Written problem:
Images are excluded; otherwise, output every record exactly.

_ _ _ _ _ _ _

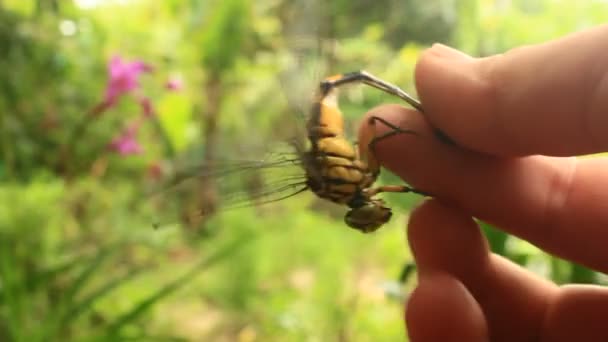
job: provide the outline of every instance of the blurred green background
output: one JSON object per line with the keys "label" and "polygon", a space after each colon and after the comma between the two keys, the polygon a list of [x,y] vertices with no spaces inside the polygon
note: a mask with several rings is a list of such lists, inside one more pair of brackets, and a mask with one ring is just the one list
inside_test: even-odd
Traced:
{"label": "blurred green background", "polygon": [[[255,172],[150,192],[172,169],[263,157],[323,75],[366,69],[413,91],[434,42],[483,56],[607,19],[599,0],[0,1],[0,340],[407,339],[419,198],[391,196],[394,219],[363,235],[310,194],[189,219],[255,191]],[[343,92],[349,130],[382,102],[397,101]],[[484,229],[558,283],[603,281]]]}

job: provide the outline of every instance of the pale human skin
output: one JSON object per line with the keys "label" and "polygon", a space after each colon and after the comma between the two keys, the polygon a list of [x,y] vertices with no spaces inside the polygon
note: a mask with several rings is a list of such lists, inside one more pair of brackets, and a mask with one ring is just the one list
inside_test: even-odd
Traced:
{"label": "pale human skin", "polygon": [[[572,157],[608,151],[608,25],[479,59],[435,45],[415,75],[425,116],[367,114],[419,133],[375,156],[434,195],[408,223],[410,339],[608,341],[607,288],[557,286],[492,254],[472,219],[608,273],[608,158]],[[360,146],[388,130],[365,120]]]}

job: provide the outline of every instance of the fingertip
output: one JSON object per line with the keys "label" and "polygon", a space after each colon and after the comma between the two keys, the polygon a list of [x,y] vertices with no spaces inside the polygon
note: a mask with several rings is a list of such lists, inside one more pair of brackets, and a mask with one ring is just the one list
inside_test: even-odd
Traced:
{"label": "fingertip", "polygon": [[471,278],[489,262],[487,241],[473,218],[437,199],[412,212],[408,240],[421,271],[442,270]]}
{"label": "fingertip", "polygon": [[487,341],[488,328],[479,304],[454,277],[420,276],[406,305],[411,341]]}
{"label": "fingertip", "polygon": [[547,310],[547,341],[608,341],[608,289],[569,285],[560,289]]}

_ _ _ _ _ _ _

Task result:
job: provide the outline of every instance of the blurred green background
output: one JSON object per line with the keys "label" and "polygon", a space after each colon and after the comma between the two keys, the polygon a list of [x,y] vertices with no spaces inside the polygon
note: a mask with several rings is a list of such lists, inside one more pair of brackets, and a mask with one ring is just the one list
inside_test: even-odd
Traced:
{"label": "blurred green background", "polygon": [[[255,172],[150,192],[172,169],[263,157],[323,75],[366,69],[413,91],[434,42],[483,56],[607,19],[599,0],[0,1],[0,340],[407,339],[419,198],[391,196],[394,219],[363,235],[310,194],[189,219],[255,191]],[[343,92],[349,130],[382,102],[397,101]],[[484,229],[558,283],[603,281]]]}

job: provide the outline of every instance of the pale human skin
output: one JSON object per line with the keys "label" and "polygon", a space after each colon and after the comma between the two keys, the polygon a list of [x,y] vertices with no spaces inside the polygon
note: a mask with several rings is a list of such lists, inside one more pair of brackets, and a mask with one ring is just the one list
inside_test: even-odd
Traced:
{"label": "pale human skin", "polygon": [[[572,157],[608,151],[608,25],[479,59],[435,45],[415,75],[425,116],[367,114],[419,133],[375,156],[434,195],[408,223],[410,339],[608,341],[607,288],[557,286],[492,254],[472,219],[608,273],[608,158]],[[360,146],[388,130],[365,120]]]}

job: provide the outline of every instance of the fingertip
output: one JSON object per line with the keys "label" and "polygon", a space after each colon and after the comma between the two keys, the polygon a list of [x,y] vertices with no spaces inside the polygon
note: a mask with several rings is a list of such lists, inside one more pair of brackets, and a mask with one ring is just the one list
inside_test: even-odd
Traced:
{"label": "fingertip", "polygon": [[471,278],[489,262],[487,241],[473,218],[437,199],[412,212],[408,240],[421,271],[442,270]]}
{"label": "fingertip", "polygon": [[487,341],[488,328],[479,304],[454,277],[420,276],[406,305],[411,341]]}
{"label": "fingertip", "polygon": [[547,310],[547,341],[608,341],[608,289],[569,285],[560,289]]}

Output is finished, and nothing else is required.